- **Data extracted from a collection**:
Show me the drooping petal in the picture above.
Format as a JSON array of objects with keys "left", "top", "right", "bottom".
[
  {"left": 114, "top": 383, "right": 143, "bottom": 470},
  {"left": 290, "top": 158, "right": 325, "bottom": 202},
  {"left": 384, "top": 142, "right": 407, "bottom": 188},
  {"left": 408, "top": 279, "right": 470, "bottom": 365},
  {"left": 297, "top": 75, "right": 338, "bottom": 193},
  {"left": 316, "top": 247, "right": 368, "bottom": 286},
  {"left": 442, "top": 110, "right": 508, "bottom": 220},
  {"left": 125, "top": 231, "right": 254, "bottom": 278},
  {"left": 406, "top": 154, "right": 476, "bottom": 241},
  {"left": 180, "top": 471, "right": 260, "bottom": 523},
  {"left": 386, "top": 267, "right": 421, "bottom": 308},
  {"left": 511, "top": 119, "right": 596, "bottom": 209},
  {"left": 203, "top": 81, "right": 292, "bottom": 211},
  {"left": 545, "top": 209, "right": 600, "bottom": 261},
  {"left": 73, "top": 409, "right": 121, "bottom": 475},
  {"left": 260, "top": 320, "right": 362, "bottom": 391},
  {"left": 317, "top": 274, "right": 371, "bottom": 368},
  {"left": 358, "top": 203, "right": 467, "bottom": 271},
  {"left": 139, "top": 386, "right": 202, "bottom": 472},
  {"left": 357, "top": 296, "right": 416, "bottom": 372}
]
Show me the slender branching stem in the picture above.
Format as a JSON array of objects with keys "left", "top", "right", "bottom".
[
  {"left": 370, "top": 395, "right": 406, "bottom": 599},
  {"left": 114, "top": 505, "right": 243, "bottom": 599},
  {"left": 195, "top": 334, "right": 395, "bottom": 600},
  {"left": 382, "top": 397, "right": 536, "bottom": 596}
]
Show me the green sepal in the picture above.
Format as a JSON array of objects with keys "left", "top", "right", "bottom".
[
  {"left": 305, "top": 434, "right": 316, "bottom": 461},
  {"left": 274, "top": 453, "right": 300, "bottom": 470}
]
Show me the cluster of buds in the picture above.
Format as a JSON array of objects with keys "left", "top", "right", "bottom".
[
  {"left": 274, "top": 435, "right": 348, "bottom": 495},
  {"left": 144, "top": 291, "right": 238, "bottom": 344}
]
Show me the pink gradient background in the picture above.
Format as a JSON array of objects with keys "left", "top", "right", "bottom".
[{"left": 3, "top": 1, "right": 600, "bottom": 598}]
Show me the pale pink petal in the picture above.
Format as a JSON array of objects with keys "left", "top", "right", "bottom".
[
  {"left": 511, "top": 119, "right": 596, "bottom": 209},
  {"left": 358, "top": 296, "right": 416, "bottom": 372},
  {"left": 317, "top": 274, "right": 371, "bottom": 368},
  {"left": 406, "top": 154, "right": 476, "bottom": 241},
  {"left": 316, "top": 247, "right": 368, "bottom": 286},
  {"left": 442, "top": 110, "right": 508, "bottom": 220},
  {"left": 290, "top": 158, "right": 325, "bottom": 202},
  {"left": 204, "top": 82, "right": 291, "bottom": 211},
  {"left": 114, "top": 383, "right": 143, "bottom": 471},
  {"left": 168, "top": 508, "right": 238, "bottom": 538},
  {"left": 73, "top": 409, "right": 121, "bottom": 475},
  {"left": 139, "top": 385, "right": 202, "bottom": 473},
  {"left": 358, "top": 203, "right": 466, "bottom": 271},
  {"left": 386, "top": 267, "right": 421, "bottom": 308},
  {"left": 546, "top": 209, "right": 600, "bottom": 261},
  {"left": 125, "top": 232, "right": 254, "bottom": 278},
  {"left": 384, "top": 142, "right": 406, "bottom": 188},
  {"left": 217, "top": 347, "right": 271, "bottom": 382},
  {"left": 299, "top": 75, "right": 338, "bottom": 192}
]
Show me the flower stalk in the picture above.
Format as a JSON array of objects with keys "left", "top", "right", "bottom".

- **TASK GOAL**:
Every line with "pink" in it should be copied from the entries.

- **ANSWER TO THE EXERCISE**:
Show me the pink gradient background in the picture above.
Show me the pale pink petal in the picture above.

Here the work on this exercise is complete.